● SET TASK 1: Can you retype the passage about Oklahoma City and Lincoln from "Oil and cattle" to "the Great Plains." word for word?
● SET TASK 2:
Answer these from the passage about Oklahoma City and Lincoln:
(a) In what year did miners first strike oil in Oklahoma City?
(b) How high does the Nebraska capitol stand?
(c) What statue is at the top of that capitol?

● PROVIDED TEXT:
Oil wells are all over Oklahoma City, even on the grounds of the state capitol.

On April 22, 1889, the United States government opened
the Oklahoma Territory to settlement. More than ten thousand
homesteaders raced across the border. These settlers claimed land
around the railroad tracks and quickly built a city of tents.
Oil and cattle are important to the history of Oklahoma City.
Miners first struck oil here in 1928. Today, the city is still a
major producer of oil.
Oklahoma City has one of the world’s largest cattle markets.
You can visit the National Cowboy and Western Heritage
Museum to learn about rodeos, western towns, and African
American Buffalo Soldiers.

8

You cannot miss Lincoln, Nebraska, because its capitol, the
“Tower of the Plains,” can be seen for miles around. It stands four
hundred feet high. At the top is a statue of a farmer sowing grain,
a good symbol for this grain-growing state of the Great Plains.
The prairie, which once stretched as far as the eye could see, is
now mostly farmland. Visit the Nine-Mile Prairie in Lincoln to see
the prairie as it once was. You can also visit the National Museum
of Roller-Skating, an entire museum devoted to skates and skating.

● DATA EXTRACT:
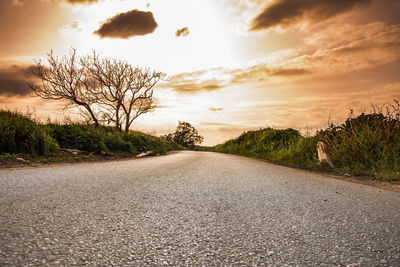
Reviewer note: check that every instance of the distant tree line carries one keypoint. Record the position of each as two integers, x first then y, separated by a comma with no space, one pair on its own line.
185,135
106,91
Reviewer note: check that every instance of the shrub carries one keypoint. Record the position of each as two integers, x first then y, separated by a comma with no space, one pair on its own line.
78,136
20,134
368,144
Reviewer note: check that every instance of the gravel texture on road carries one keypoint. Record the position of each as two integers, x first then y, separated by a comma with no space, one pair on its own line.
193,209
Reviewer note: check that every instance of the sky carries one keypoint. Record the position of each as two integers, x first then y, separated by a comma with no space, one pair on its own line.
232,65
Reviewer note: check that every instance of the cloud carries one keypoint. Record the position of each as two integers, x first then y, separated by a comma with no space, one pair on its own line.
288,12
375,45
218,78
129,24
17,3
182,32
14,80
216,109
81,1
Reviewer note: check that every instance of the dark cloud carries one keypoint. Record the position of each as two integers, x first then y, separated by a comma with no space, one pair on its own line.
129,24
81,1
182,32
216,109
287,12
14,80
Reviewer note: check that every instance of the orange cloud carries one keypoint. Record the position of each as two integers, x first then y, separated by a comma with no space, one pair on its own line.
81,1
288,12
182,32
216,109
129,24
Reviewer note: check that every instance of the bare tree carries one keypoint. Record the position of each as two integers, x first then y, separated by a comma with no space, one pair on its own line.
139,94
66,79
125,92
107,90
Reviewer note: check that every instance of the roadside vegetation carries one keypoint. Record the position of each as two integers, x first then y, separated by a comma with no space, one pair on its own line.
365,145
185,135
22,135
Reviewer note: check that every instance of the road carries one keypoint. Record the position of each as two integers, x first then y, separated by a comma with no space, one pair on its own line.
193,209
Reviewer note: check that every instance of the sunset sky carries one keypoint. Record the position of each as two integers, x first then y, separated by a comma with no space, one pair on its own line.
233,65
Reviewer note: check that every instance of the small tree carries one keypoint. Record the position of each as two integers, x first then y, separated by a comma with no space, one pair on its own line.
185,135
66,79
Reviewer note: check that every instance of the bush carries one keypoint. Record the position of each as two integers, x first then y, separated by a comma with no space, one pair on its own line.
78,136
285,146
368,144
20,134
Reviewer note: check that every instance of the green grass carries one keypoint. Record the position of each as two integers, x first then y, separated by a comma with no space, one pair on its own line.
19,134
365,145
282,146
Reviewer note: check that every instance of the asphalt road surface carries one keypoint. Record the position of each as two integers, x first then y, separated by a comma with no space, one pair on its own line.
193,209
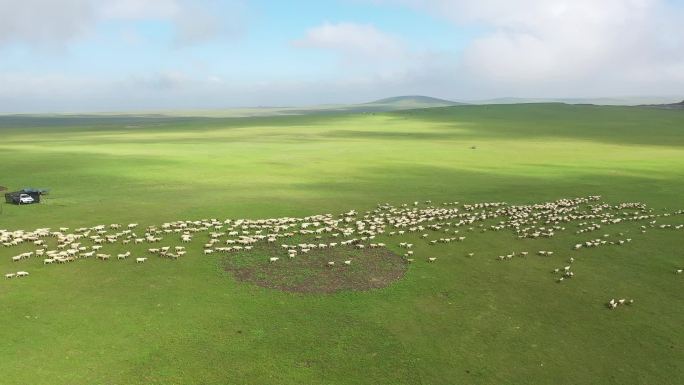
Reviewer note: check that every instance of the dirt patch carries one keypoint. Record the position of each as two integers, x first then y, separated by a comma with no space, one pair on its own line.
310,273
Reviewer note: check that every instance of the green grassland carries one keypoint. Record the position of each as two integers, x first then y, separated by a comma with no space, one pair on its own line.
472,320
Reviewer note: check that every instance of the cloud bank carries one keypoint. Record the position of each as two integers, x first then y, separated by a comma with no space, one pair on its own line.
522,48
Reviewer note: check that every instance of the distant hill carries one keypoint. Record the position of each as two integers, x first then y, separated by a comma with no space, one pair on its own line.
674,106
616,101
414,101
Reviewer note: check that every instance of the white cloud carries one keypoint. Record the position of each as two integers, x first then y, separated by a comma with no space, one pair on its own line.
580,47
44,23
353,40
56,23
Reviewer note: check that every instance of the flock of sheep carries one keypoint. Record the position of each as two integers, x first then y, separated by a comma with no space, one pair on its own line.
298,236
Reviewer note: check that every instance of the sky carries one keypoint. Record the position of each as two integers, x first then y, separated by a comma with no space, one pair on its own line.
135,55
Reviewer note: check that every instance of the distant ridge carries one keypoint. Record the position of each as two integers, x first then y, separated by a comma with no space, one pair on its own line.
674,106
417,100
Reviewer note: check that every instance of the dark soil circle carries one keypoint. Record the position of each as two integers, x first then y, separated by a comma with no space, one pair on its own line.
310,272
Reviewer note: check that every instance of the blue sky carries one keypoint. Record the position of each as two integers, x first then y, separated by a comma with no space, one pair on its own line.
87,55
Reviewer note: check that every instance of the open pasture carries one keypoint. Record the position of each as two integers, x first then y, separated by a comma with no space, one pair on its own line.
482,312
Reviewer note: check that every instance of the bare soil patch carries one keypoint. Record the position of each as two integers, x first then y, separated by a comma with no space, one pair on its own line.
310,273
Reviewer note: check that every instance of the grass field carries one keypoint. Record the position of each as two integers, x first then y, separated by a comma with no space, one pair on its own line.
459,320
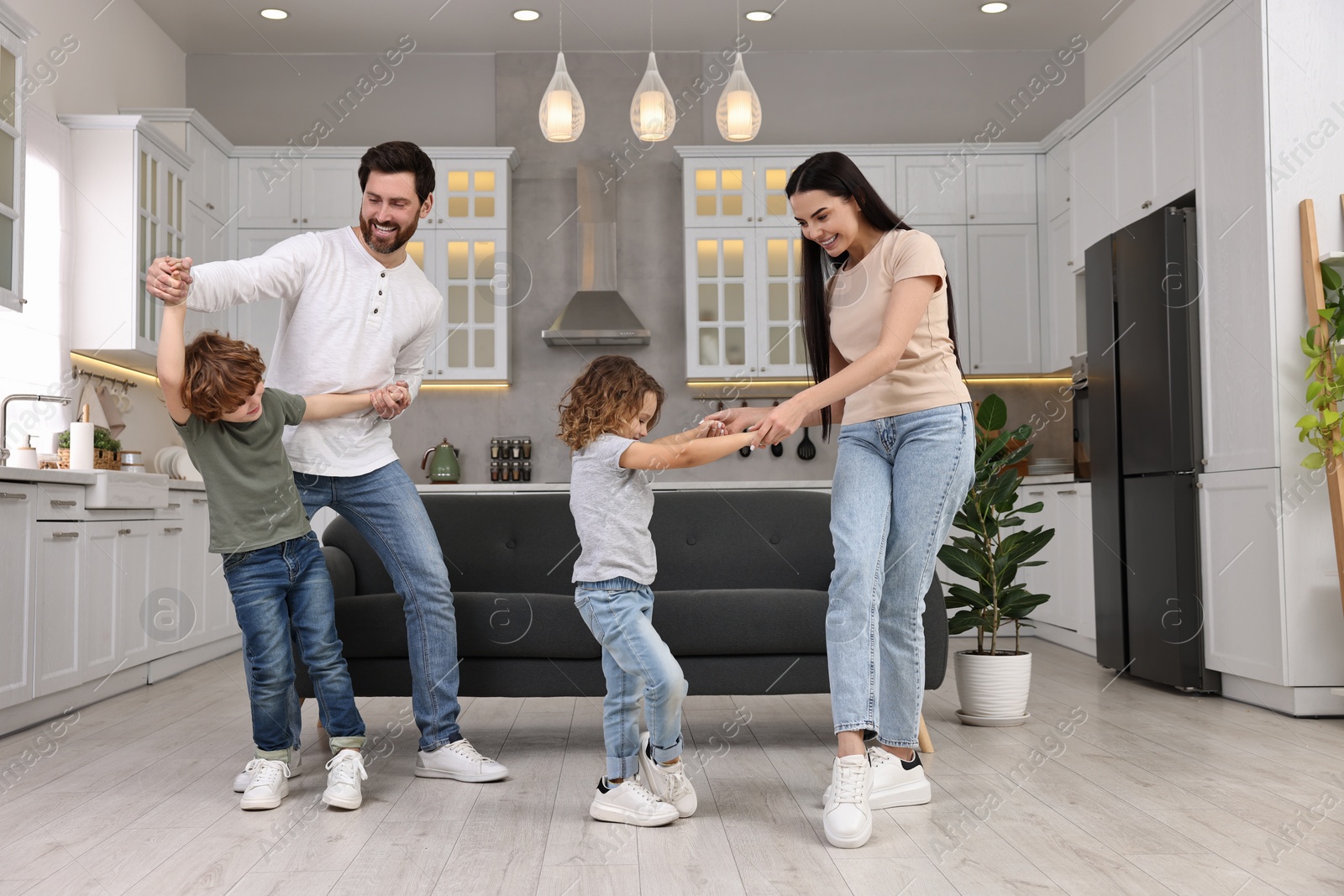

● CORRECT ANSWER 1:
Oil and cattle are important to the history of Oklahoma City.
Miners first struck oil here in 1928. Today, the city is still a
major producer of oil.
Oklahoma City has one of the world’s largest cattle markets.
You can visit the National Cowboy and Western Heritage
Museum to learn about rodeos, western towns, and African
American Buffalo Soldiers.

8

You cannot miss Lincoln, Nebraska, because its capitol, the
“Tower of the Plains,” can be seen for miles around. It stands four
hundred feet high. At the top is a statue of a farmer sowing grain,
a good symbol for this grain-growing state of the Great Plains.

● CORRECT ANSWER 2:
(a) 1928.
(b) Four hundred feet.
(c) A statue of a farmer sowing grain.